• PASSAGE SHOWN:
-- start --

Stone wheels baby, STONE wheels.


----------



## KEM (Apr 27, 2022)

Interesting, anything Swedish related has my interest!!


----------



## doctoremmet (Apr 27, 2022)

KEM said:


> Interesting, anything Swedish related has my interest!!


Speaking of Clavia. Fun fact: the early models of the Nord Electro had Sampletekk piano samples in them. Maybe this is still the case for current models / the Stage line? But I am confident you already own all Sampletekk gems, no?


----------



## KEM (Apr 27, 2022)

doctoremmet said:


> Speaking of Clavia. Fun fact: the early models of the Nord Electro had Sampletekk piano samples in them. Maybe this is still the case for current models / the Stage line? But I am confident you already own all Sampletekk gems, no?



I bought the White Grand 2 (if I’m remembering correctly) that you told me about, it’s pretty cool, but NOTHING will ever beat the Malmsjö, the greatest piano ever made!!


----------



## sean8877 (Apr 27, 2022)

Picked this thing up for $75 and FWIW it sounds amazing to my ears. Glad I found this thread or I wouldn't have known about the sale.


----------



## vitocorleone123 (Apr 28, 2022)

sean8877 said:


> Picked this thing up for $75 and FWIW it sounds amazing to my ears. Glad I found this thread or I wouldn't have known about the sale.


The synth has a few modest usability issues and definitely some CPU optimization issues, but sounds fantastic. Hit that Unison button and it becomes epic and huge (at the cost of eating voices and CPU). Add a second layer - or up to 4 (at the cost of eating voices and devouring your remaining CPU cycles).

I'm finding that it's not a great synth for sub bass, but everything else seems to be fair game - especially pads.

I think if I spent $150 I'd be a bit disappointed, because I expect a LOT from a softsynth costing that much. But for $75? Fantastic!!

Having purchased this and Model 84 and Model 72 in the last couple months, it's time to sell or delete a few of my other softsynths I don't use and, honestly, don't sound as good.


----------



## muziksculp (Apr 29, 2022)

Hi,

OK, I finally installed Discovery Pro, and loving the way it sounds. This Synth Rocks just as good as my Hardware version, and has more options. But using it is a bit confusing. I will print the User's Manual for handy reference, and Groove 3 has a Discovery Pro video tutorial series. I subscribe to their tutorials, so I wil surely watch this one.

https://www.groove3.com/tutorials/discoDSP-Discovery-Pro-Explained

i.e. How do I save a program ? I can't find anything about this, and I have a licensed version that I purchased. How about if I want to import a new sound into i.e. LAYER B, how do I do that ? ... etc. etc. not the most intuitive VST Synth to use.

Cheers,
Muziksculp


----------



## vitocorleone123 (Apr 29, 2022)

muziksculp said:


> Hi,
> 
> OK, I finally installed Discovery Pro, and loving the way it sounds. This Synth Rocks just as good as my Hardware version, and has more options. But using it is a bit confusing. I will print the User's Manual for handy reference, and Groove 3 has a Discovery Pro video tutorial series. I subscribe to their tutorials, so I wil surely watch this one.
> 
> ...


Agreed that it has some usability issues.

-- end --

• TASK REQUIREMENTS:
a) In the forum thread, write out the text from "The synth has" up to and including "for $75? Fantastic!!", swapping "Unison" for "Chorus".
b) In the forum thread, what kind of sound does vitocorleone123 say the synth is not great for?
c) Based on the forum thread, say whether each statement agrees with it: (i) KEM bought the White Grand 2. (ii) muziksculp finds Discovery Pro intuitive to use. (iii) The early Nord Electro models contained Sampletekk piano samples.
The rows after the forum thread play no part in this.

• DATASET EXTRACT:
-- start --

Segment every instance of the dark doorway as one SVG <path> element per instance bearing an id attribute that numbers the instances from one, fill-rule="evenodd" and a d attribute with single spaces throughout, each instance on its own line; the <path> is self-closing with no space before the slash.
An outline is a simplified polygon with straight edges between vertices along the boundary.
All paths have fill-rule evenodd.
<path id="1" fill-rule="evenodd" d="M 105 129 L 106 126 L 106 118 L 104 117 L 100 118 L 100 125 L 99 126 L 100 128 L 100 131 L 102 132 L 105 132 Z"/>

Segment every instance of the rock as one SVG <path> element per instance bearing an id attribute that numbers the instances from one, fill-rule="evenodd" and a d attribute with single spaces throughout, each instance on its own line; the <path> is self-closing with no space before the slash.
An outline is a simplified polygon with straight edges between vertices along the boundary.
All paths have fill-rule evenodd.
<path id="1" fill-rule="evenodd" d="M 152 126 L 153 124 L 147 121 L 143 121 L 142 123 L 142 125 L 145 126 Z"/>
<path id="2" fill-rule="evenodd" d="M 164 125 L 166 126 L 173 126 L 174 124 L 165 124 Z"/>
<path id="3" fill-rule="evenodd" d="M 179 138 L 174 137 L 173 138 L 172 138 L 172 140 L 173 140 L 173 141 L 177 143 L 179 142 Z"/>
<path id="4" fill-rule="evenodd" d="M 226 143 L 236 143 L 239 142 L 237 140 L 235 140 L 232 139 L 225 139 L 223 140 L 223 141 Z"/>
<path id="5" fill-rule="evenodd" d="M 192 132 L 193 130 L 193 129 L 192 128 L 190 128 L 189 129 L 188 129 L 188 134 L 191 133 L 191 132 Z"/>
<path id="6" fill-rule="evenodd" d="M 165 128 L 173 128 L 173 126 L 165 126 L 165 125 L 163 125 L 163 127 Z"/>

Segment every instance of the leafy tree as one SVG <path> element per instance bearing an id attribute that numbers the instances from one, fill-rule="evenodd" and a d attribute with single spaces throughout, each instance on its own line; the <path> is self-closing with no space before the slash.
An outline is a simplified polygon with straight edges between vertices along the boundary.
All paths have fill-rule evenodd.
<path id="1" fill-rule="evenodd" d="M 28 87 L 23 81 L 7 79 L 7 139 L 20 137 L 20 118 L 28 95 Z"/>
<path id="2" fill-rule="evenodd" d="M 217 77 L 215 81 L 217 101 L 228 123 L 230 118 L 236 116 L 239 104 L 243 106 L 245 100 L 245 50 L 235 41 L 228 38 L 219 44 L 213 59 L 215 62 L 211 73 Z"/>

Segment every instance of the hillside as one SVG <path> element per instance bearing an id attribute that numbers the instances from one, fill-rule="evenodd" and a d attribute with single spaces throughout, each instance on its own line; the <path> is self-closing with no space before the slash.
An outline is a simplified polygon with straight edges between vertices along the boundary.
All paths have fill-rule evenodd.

-- end --

• SOLUTIONS:
a)
The synth has a few modest usability issues and definitely some CPU optimization issues, but sounds fantastic. Hit that Chorus button and it becomes epic and huge (at the cost of eating voices and CPU). Add a second layer - or up to 4 (at the cost of eating voices and devouring your remaining CPU cycles).

I'm finding that it's not a great synth for sub bass, but everything else seems to be fair game - especially pads.

I think if I spent $150 I'd be a bit disappointed, because I expect a LOT from a softsynth costing that much. But for $75? Fantastic!!

b) Sub bass.

c)
(i) Yes: "I bought the White Grand 2 (if I’m remembering correctly)"
(ii) No: "not the most intuitive VST Synth to use."
(iii) Yes: "the early models of the Nord Electro had Sampletekk piano samples in them"